→ **Excerpted records**:
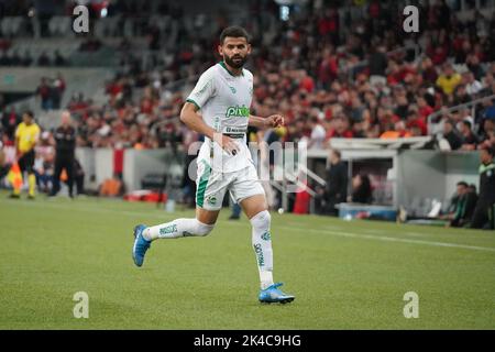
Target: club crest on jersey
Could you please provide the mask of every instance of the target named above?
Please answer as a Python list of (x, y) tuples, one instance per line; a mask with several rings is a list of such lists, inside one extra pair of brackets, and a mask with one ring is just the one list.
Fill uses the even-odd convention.
[(250, 109), (244, 106), (229, 107), (229, 109), (227, 109), (226, 116), (228, 118), (249, 118)]

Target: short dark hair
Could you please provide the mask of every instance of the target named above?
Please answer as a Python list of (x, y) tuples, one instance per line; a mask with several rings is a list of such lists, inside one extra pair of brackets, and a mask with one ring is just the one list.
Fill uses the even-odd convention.
[(484, 150), (486, 151), (486, 153), (488, 153), (490, 155), (494, 156), (495, 155), (495, 150), (492, 146), (485, 146)]
[(223, 41), (226, 37), (245, 37), (246, 42), (251, 42), (251, 36), (246, 30), (239, 25), (231, 25), (223, 29), (222, 33), (220, 33), (220, 45), (223, 45)]
[(31, 119), (34, 119), (34, 113), (31, 110), (25, 110), (24, 114), (29, 116)]

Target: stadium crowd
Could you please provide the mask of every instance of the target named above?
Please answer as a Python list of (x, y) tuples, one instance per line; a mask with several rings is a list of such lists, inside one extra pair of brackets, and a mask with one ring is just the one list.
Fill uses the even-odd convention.
[[(253, 11), (278, 15), (270, 4), (256, 6), (262, 4)], [(495, 16), (476, 13), (461, 22), (444, 1), (420, 12), (421, 32), (410, 35), (400, 30), (398, 10), (380, 1), (371, 1), (364, 16), (355, 19), (310, 1), (302, 14), (278, 20), (268, 43), (254, 25), (252, 112), (282, 113), (287, 128), (276, 131), (280, 139), (307, 139), (310, 147), (323, 147), (332, 138), (427, 135), (429, 114), (495, 95)], [(352, 31), (341, 33), (341, 22)], [(143, 31), (148, 31), (150, 48), (160, 50), (160, 29)], [(153, 148), (183, 141), (178, 114), (185, 90), (218, 62), (218, 41), (187, 36), (178, 44), (144, 67), (150, 65), (132, 42), (122, 40), (121, 67), (108, 82), (108, 103), (94, 106), (84, 97), (68, 103), (79, 117), (79, 146)], [(414, 54), (413, 44), (421, 55)], [(185, 84), (170, 89), (177, 80)], [(42, 105), (51, 109), (43, 91)], [(433, 121), (443, 123), (452, 150), (495, 145), (495, 100), (483, 100), (475, 116), (471, 111), (446, 112)]]

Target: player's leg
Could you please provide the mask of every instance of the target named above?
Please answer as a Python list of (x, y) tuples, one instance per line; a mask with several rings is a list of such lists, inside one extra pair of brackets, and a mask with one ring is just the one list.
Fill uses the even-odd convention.
[(153, 227), (139, 224), (134, 228), (132, 256), (138, 266), (143, 264), (144, 255), (154, 240), (205, 237), (213, 230), (229, 180), (220, 173), (213, 173), (207, 164), (198, 167), (198, 176), (195, 218), (176, 219)]
[(185, 237), (204, 237), (213, 230), (220, 210), (196, 208), (196, 218), (176, 219), (170, 222), (148, 227), (143, 237), (148, 241), (157, 239), (177, 239)]
[(272, 217), (254, 166), (250, 166), (239, 175), (231, 186), (231, 194), (241, 205), (252, 226), (252, 245), (260, 273), (260, 301), (284, 304), (293, 301), (295, 297), (284, 294), (278, 289), (282, 284), (274, 284), (273, 280)]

→ **Exercise details**: Rewrite all the records above, replacing "even-odd convention" with "nonzero winding rule" and leaving everything else unchanged. Omit the pictures.

→ **Task solution**:
Target: club crest on jersey
Could you please provide the mask of every instance of the target named above?
Please answer as a Python list of (x, y) tuples, one instance per line; a mask with several rings is a list of such lists, inside one extra pair of brackets, and a mask with one ring is just the one list.
Fill uses the nonzero winding rule.
[(250, 109), (244, 106), (229, 107), (229, 109), (227, 109), (226, 116), (228, 118), (249, 118)]

Target: short dark hair
Could you please provide the mask of every instance of the target named above?
Please answer as a Python list of (x, y) tuples, one instance per line; a mask with several rings is a list of such lists, inside one extra pair of brackets, and a mask with one ring is just the one list.
Fill uses the nonzero winding rule.
[(484, 150), (486, 151), (486, 153), (488, 153), (490, 155), (494, 156), (495, 155), (495, 150), (492, 146), (485, 146)]
[(223, 41), (226, 37), (245, 37), (246, 42), (251, 42), (251, 36), (246, 30), (239, 25), (231, 25), (223, 29), (222, 33), (220, 33), (220, 45), (223, 45)]
[(31, 119), (34, 119), (34, 113), (31, 110), (25, 110), (24, 114), (29, 116)]

Target: stadium crowd
Could you please provide the mask of every instance of the target named above?
Please answer as a Python list of (x, y) tuples, one instance per line; a mask with several rings is a list of such lists, inside one extra pair of brackets, and a mask with one ring is just the one list.
Fill uses the nonzero winding rule.
[[(253, 11), (278, 15), (270, 4), (256, 6), (262, 4)], [(495, 16), (476, 13), (461, 22), (444, 1), (420, 12), (421, 32), (410, 35), (400, 30), (398, 10), (380, 1), (371, 1), (364, 16), (355, 19), (310, 1), (302, 14), (278, 20), (268, 43), (254, 25), (252, 112), (282, 113), (287, 128), (276, 131), (280, 139), (307, 139), (310, 147), (323, 147), (332, 138), (427, 135), (429, 114), (495, 95)], [(352, 31), (341, 33), (341, 22)], [(143, 31), (148, 31), (150, 48), (160, 50), (160, 29)], [(153, 148), (183, 141), (178, 114), (185, 90), (218, 62), (218, 41), (187, 36), (178, 44), (144, 67), (150, 65), (132, 42), (122, 40), (121, 67), (108, 82), (108, 103), (94, 106), (84, 97), (68, 103), (79, 117), (79, 146)], [(414, 54), (413, 44), (421, 55)], [(185, 84), (170, 89), (177, 80)], [(42, 105), (51, 109), (43, 91)], [(433, 121), (443, 123), (452, 150), (495, 145), (495, 100), (483, 100), (475, 116), (471, 111), (446, 112)]]

Target: player's leg
Could you please provide the mask of every instance of the target named above?
Please answer as a Python list of (x, y) tuples, one instance per line; a mask with several rings is a list of such lists, inside one extra pair of brackets, and a mask with one ring is just the one list.
Fill uses the nonzero winding rule.
[(153, 227), (139, 224), (134, 228), (132, 256), (138, 266), (143, 264), (144, 255), (154, 240), (205, 237), (213, 230), (229, 180), (220, 173), (213, 173), (207, 164), (198, 167), (198, 176), (195, 218), (176, 219)]
[(185, 237), (204, 237), (213, 230), (220, 210), (196, 208), (196, 218), (176, 219), (170, 222), (148, 227), (143, 237), (148, 241), (157, 239), (177, 239)]
[(272, 217), (254, 166), (250, 166), (239, 175), (231, 186), (231, 194), (241, 205), (252, 226), (252, 245), (260, 273), (260, 301), (284, 304), (293, 301), (295, 297), (284, 294), (278, 289), (282, 284), (274, 284), (273, 280)]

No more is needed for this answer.